What to do: Rewrite the lines of the listing from the line containing "of the distant" through the end of the listing, updating "keypoint" to "marker" and keeping everything else the same.

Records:
>> BEGIN
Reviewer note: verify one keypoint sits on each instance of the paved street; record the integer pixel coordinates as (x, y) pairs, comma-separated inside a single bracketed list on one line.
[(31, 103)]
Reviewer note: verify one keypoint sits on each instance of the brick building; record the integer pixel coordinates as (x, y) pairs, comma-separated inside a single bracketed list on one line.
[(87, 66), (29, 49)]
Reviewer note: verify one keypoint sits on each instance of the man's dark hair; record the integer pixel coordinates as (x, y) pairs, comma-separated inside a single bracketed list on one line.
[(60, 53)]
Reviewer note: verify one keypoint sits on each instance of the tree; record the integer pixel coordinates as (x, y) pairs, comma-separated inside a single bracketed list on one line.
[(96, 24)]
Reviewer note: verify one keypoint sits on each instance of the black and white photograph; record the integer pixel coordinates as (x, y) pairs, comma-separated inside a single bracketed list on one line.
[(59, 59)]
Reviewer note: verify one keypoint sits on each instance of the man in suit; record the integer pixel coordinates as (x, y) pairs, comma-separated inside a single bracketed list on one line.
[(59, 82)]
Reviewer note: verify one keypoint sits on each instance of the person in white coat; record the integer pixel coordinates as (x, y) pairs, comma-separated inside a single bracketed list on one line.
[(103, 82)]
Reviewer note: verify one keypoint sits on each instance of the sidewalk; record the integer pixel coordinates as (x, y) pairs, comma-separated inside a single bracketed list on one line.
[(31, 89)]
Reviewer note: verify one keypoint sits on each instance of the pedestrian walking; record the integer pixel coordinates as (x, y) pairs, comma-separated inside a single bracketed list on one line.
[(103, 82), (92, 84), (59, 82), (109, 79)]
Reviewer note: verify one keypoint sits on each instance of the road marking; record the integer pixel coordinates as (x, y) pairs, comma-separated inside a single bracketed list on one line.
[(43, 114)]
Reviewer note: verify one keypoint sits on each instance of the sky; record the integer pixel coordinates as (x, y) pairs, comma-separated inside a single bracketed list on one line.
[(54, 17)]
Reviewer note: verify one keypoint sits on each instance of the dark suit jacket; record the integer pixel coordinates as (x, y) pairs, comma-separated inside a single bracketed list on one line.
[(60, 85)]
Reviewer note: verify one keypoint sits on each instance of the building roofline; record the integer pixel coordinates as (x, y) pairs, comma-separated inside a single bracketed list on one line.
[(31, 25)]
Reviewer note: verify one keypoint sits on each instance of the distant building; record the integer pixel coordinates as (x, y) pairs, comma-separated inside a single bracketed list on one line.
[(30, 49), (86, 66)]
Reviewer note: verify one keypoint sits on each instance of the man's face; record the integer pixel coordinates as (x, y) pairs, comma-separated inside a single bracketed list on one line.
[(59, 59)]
>> END
Solution for this task:
Reviewer note: verify one marker sits on each instance of the distant building; record the integer pixel coordinates as (x, y) pairs, comma-separated inside a single bracketed list on one line.
[(30, 49), (86, 66)]
Reviewer note: verify one marker sits on each instance of the man's face; record the integer pixel coordinates as (x, y) pairs, comma-separated inside a single bracketed list on one line.
[(59, 59)]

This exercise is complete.